Copy out all the entries below, changing each "pin" to "marker" and leaving everything else the same.

Stored rows:
____________

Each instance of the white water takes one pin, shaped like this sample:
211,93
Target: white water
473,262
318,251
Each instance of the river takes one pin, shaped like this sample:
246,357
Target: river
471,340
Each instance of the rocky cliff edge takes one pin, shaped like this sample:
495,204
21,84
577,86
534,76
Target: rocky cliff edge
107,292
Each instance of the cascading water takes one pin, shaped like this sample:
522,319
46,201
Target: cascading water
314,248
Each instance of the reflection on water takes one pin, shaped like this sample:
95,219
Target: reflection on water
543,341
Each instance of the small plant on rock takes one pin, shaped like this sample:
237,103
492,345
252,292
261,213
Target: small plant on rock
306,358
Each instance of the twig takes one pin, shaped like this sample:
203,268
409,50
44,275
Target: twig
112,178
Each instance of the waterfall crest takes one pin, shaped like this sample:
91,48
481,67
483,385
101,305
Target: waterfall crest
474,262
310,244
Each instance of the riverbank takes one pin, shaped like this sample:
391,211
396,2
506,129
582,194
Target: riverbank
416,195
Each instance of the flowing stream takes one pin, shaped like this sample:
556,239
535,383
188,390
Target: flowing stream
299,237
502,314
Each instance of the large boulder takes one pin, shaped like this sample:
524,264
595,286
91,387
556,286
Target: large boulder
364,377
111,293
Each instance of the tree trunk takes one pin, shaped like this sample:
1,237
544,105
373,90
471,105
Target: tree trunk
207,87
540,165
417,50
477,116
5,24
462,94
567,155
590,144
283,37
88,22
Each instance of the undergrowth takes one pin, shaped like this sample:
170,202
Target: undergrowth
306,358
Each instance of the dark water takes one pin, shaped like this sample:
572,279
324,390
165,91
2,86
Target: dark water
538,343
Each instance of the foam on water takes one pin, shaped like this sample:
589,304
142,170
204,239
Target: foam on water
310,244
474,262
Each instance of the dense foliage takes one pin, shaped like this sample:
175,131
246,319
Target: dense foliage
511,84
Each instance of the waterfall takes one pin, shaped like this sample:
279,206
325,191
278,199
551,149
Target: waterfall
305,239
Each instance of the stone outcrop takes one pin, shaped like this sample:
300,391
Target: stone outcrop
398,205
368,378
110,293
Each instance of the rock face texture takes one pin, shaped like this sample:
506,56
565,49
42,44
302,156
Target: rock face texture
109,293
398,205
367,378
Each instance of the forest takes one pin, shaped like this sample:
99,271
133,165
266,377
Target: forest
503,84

____________

Reply to the exercise:
Each instance of the white water takes one marker, shaped like this sample:
211,93
Target: white water
473,262
318,251
Each instance of the river takes one marker, shaped like this sample:
246,357
Target: river
471,340
Each instance of the rocky cliff edge takes one marker, shaped like this sample:
495,204
21,84
577,86
534,76
Target: rocky cliff edge
107,292
Each instance of the cascading water takes one marker, shaped like this sample:
522,319
46,201
Target: cascading water
314,248
Each instance of the reflection on water takes one marker, shaped like this sample:
95,219
Target: reflection on water
543,341
Each instance of the small plant on rock takes one marker, shaped like this sample:
237,103
492,345
252,292
261,213
Target: small plant on rock
306,358
Each instance of the twig takes one marker, shaped like this sample:
203,268
409,50
44,275
Target: twig
112,178
Each instance of the waterfall crest takes one marker, shaped like this sample:
91,48
481,67
483,385
101,305
Target: waterfall crest
474,262
310,244
Each instance of the riverbank takes one marker, shaped like this sample:
391,211
396,2
506,129
582,194
Target: riverbank
416,195
Each instance of the flowing stream takes one marker, shaped like this sample:
556,239
535,383
188,390
Target: flowing stream
299,237
502,314
Each instance of the large boulder takes one marker, shaped like this sample:
524,264
595,286
91,387
556,286
Target: large boulder
364,377
111,293
Each instance of the tree trunk takes one marker, shaped like this sample:
1,237
544,105
373,90
471,105
Target: tree trunk
207,87
540,165
417,50
477,116
5,24
462,94
567,155
590,144
283,37
88,22
Each instance of the undergrowth takes one marker, shaped like this sample:
170,202
Target: undergrowth
306,358
Each instance of the dark water takes one marker, shaped like this sample:
572,279
324,390
165,91
2,86
Target: dark water
538,343
Each instance of the foam on water takes one marker, shaped like this sample:
589,304
142,170
204,239
Target: foam on water
310,244
474,262
Each instance of the dense foliage takes one marker, shaped like this sample:
175,131
246,319
Target: dense foliage
511,84
Each instance of the waterfall takes one marker, shaped like this sample:
279,206
325,191
278,199
551,149
Target: waterfall
305,239
Each instance of the stone outcrop takes one marker, shaped like this sample:
300,391
Target: stone outcrop
398,205
368,378
110,293
Each instance of the rock face texture takes one marker, shaped like this sample:
506,56
565,49
42,44
302,156
Target: rock face texture
109,293
398,205
367,378
Each instance of the forest takes one marker, shaped like this sample:
99,271
133,165
266,377
Target: forest
503,84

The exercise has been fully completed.